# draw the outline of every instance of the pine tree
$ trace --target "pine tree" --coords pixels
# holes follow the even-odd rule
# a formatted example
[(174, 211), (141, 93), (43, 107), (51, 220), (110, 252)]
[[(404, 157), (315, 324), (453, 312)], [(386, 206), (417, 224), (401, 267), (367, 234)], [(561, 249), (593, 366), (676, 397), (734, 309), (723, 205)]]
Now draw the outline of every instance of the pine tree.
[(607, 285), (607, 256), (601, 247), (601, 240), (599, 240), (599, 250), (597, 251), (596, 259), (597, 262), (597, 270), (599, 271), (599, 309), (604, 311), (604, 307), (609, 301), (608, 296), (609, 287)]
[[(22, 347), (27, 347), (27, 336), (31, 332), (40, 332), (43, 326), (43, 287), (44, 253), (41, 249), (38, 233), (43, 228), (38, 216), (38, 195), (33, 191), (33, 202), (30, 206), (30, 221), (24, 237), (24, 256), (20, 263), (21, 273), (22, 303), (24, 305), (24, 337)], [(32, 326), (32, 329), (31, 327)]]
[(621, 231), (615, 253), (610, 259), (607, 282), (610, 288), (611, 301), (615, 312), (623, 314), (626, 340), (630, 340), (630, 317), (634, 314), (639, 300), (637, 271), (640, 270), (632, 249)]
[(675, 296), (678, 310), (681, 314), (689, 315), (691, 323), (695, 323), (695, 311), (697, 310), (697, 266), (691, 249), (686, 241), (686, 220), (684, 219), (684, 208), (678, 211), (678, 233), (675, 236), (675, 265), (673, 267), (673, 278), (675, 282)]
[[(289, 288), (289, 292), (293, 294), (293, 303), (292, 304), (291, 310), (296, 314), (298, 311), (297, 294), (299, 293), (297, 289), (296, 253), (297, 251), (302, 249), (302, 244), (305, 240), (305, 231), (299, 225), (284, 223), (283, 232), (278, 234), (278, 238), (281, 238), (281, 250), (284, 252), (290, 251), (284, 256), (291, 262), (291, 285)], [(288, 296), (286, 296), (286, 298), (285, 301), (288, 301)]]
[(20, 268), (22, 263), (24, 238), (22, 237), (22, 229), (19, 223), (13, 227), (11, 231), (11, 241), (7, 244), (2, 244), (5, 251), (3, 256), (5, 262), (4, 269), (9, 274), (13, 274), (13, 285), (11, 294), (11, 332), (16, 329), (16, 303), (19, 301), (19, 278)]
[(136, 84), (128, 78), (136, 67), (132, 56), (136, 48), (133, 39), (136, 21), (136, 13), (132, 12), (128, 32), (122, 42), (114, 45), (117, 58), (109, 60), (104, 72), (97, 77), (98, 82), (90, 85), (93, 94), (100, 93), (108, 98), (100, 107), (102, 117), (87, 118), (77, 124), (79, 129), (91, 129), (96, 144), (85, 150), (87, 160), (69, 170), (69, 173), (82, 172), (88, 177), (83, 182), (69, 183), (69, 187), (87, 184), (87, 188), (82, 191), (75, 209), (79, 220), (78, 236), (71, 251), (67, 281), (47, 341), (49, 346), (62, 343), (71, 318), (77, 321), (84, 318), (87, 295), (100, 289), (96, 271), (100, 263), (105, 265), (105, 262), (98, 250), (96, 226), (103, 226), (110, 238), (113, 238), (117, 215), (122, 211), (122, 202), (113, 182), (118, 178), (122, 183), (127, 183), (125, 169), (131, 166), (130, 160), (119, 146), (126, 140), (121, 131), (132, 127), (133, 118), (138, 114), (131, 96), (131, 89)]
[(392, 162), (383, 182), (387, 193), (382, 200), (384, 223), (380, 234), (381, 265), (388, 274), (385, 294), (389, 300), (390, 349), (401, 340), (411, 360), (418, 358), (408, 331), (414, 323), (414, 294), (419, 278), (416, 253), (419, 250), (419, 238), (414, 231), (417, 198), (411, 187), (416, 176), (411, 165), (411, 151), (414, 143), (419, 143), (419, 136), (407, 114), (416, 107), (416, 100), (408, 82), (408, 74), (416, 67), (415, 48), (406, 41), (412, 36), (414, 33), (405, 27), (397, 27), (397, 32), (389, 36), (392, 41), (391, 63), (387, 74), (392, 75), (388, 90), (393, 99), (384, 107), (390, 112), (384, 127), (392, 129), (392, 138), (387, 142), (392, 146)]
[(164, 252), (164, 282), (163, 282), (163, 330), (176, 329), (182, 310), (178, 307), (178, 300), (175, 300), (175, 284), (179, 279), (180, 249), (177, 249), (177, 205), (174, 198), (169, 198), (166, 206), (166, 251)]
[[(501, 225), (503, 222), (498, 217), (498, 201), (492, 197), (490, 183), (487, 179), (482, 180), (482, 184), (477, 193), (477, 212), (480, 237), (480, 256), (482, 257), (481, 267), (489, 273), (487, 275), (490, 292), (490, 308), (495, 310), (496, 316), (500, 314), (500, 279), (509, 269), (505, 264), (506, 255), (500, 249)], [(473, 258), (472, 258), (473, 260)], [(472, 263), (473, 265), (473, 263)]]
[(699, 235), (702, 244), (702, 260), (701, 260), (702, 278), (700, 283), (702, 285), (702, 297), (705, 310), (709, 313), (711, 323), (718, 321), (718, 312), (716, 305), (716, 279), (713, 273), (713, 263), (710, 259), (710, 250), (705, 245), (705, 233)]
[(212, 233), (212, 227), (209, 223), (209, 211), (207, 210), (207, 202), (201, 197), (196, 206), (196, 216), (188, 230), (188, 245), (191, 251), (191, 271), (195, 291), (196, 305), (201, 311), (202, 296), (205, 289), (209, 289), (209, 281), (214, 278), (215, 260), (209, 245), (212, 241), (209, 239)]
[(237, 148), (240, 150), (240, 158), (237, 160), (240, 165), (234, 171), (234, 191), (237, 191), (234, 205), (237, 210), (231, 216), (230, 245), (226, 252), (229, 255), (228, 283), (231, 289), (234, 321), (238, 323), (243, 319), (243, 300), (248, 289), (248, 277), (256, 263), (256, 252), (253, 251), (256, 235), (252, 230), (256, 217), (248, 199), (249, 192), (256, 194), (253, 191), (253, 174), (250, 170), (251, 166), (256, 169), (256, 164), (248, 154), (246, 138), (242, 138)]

Task goal:
Transcribe all of the data above, keeping every character unchanged.

Result below:
# draw the outline of every instance of the pine tree
$ trace --target "pine tree" --coords pixels
# holes follow the even-odd rule
# a formatted example
[(174, 211), (141, 93), (43, 107), (51, 220), (110, 252)]
[[(404, 157), (315, 324), (453, 312)], [(386, 206), (417, 224), (401, 267), (367, 234)], [(561, 249), (593, 366), (676, 397), (734, 309), (723, 205)]]
Now draw the outline of every instance of the pine tree.
[(607, 285), (607, 256), (601, 247), (601, 240), (599, 240), (599, 250), (597, 251), (596, 259), (597, 262), (597, 270), (599, 271), (599, 309), (604, 311), (604, 307), (609, 301), (608, 296), (609, 287)]
[[(22, 347), (27, 347), (27, 336), (31, 332), (40, 332), (43, 326), (43, 287), (44, 253), (41, 249), (38, 233), (43, 228), (38, 216), (38, 195), (33, 191), (33, 202), (30, 206), (30, 221), (24, 237), (24, 256), (20, 263), (21, 273), (22, 303), (24, 305), (24, 337)], [(32, 326), (32, 329), (31, 327)]]
[(621, 231), (615, 253), (610, 259), (607, 282), (610, 288), (611, 301), (615, 312), (623, 314), (626, 340), (630, 340), (630, 317), (634, 314), (639, 300), (637, 271), (640, 270), (632, 249)]
[(675, 296), (678, 310), (681, 314), (689, 315), (691, 323), (695, 323), (695, 311), (697, 310), (697, 266), (691, 249), (686, 241), (686, 220), (684, 219), (684, 208), (678, 211), (678, 233), (675, 236), (675, 265), (673, 267), (673, 278), (675, 282)]
[[(289, 288), (289, 292), (293, 294), (293, 303), (292, 304), (291, 310), (296, 314), (298, 311), (297, 294), (299, 293), (297, 289), (296, 253), (297, 251), (302, 249), (302, 244), (305, 240), (305, 231), (299, 225), (284, 223), (283, 232), (278, 234), (278, 238), (281, 238), (281, 250), (284, 252), (290, 251), (284, 256), (291, 262), (291, 285)], [(288, 296), (286, 296), (286, 298), (285, 301), (288, 301)]]
[(20, 268), (22, 263), (24, 238), (22, 237), (22, 229), (19, 223), (13, 227), (11, 231), (11, 241), (7, 244), (2, 244), (5, 251), (3, 256), (5, 262), (4, 269), (9, 274), (13, 274), (13, 285), (11, 294), (11, 332), (16, 329), (16, 303), (19, 301), (19, 278)]
[(136, 84), (128, 78), (136, 67), (132, 56), (136, 48), (133, 39), (136, 21), (136, 13), (132, 12), (128, 32), (122, 42), (114, 45), (117, 58), (109, 60), (104, 72), (97, 77), (98, 82), (90, 85), (93, 94), (100, 93), (108, 98), (100, 107), (102, 117), (87, 118), (77, 124), (79, 129), (91, 129), (96, 144), (85, 150), (87, 160), (69, 170), (69, 173), (82, 172), (88, 177), (83, 182), (69, 183), (69, 187), (87, 184), (87, 188), (82, 191), (75, 209), (79, 220), (78, 236), (71, 251), (67, 281), (47, 341), (49, 346), (62, 343), (71, 318), (77, 321), (84, 318), (87, 295), (100, 289), (96, 271), (100, 263), (105, 265), (105, 262), (98, 250), (96, 226), (103, 226), (110, 238), (113, 238), (117, 215), (122, 211), (122, 202), (113, 182), (118, 178), (122, 183), (127, 183), (125, 169), (131, 166), (130, 160), (119, 146), (126, 140), (121, 131), (132, 127), (133, 118), (138, 114), (131, 96), (131, 89)]
[(392, 162), (383, 182), (387, 193), (382, 200), (384, 223), (380, 234), (381, 265), (388, 274), (385, 294), (389, 300), (390, 349), (401, 340), (411, 360), (418, 358), (408, 331), (414, 323), (414, 294), (419, 278), (416, 253), (419, 250), (419, 238), (414, 231), (417, 198), (411, 187), (416, 176), (411, 165), (411, 151), (414, 143), (419, 143), (419, 136), (407, 114), (416, 107), (416, 100), (408, 82), (408, 74), (416, 67), (415, 48), (406, 41), (412, 36), (414, 33), (405, 27), (397, 27), (397, 32), (389, 36), (392, 41), (391, 63), (387, 74), (392, 75), (388, 90), (393, 99), (384, 107), (390, 112), (384, 127), (392, 129), (392, 138), (387, 142), (392, 146)]
[(164, 252), (164, 282), (163, 282), (163, 330), (176, 329), (182, 310), (178, 307), (178, 300), (175, 300), (175, 284), (179, 279), (180, 249), (177, 249), (177, 205), (174, 198), (169, 198), (166, 206), (166, 251)]
[[(501, 225), (503, 222), (498, 217), (498, 201), (492, 197), (490, 183), (487, 179), (482, 180), (482, 184), (477, 193), (477, 212), (480, 237), (480, 256), (482, 257), (481, 267), (489, 273), (487, 275), (490, 292), (490, 308), (495, 310), (496, 316), (500, 314), (500, 279), (509, 269), (505, 264), (506, 255), (500, 249)], [(473, 258), (472, 258), (473, 260)], [(472, 263), (473, 265), (473, 263)]]
[(699, 235), (702, 244), (702, 260), (701, 260), (702, 278), (700, 283), (702, 285), (702, 297), (705, 310), (709, 313), (711, 323), (718, 321), (718, 312), (716, 305), (716, 279), (713, 273), (713, 263), (710, 259), (710, 250), (705, 245), (705, 233)]
[(212, 233), (212, 227), (209, 223), (209, 211), (207, 210), (207, 202), (201, 197), (196, 206), (196, 216), (188, 230), (188, 245), (191, 251), (191, 271), (195, 291), (196, 305), (201, 311), (202, 296), (205, 289), (209, 289), (209, 281), (214, 278), (215, 260), (209, 245), (212, 241), (209, 239)]
[(237, 148), (240, 150), (240, 158), (237, 160), (240, 165), (234, 171), (234, 191), (237, 191), (234, 205), (237, 210), (231, 216), (230, 245), (226, 252), (229, 255), (228, 283), (231, 289), (234, 321), (238, 323), (243, 319), (243, 300), (248, 289), (248, 277), (256, 263), (256, 252), (253, 251), (256, 235), (252, 230), (256, 217), (248, 199), (249, 192), (256, 194), (253, 191), (253, 174), (250, 170), (251, 166), (256, 169), (256, 164), (248, 154), (246, 138), (242, 138)]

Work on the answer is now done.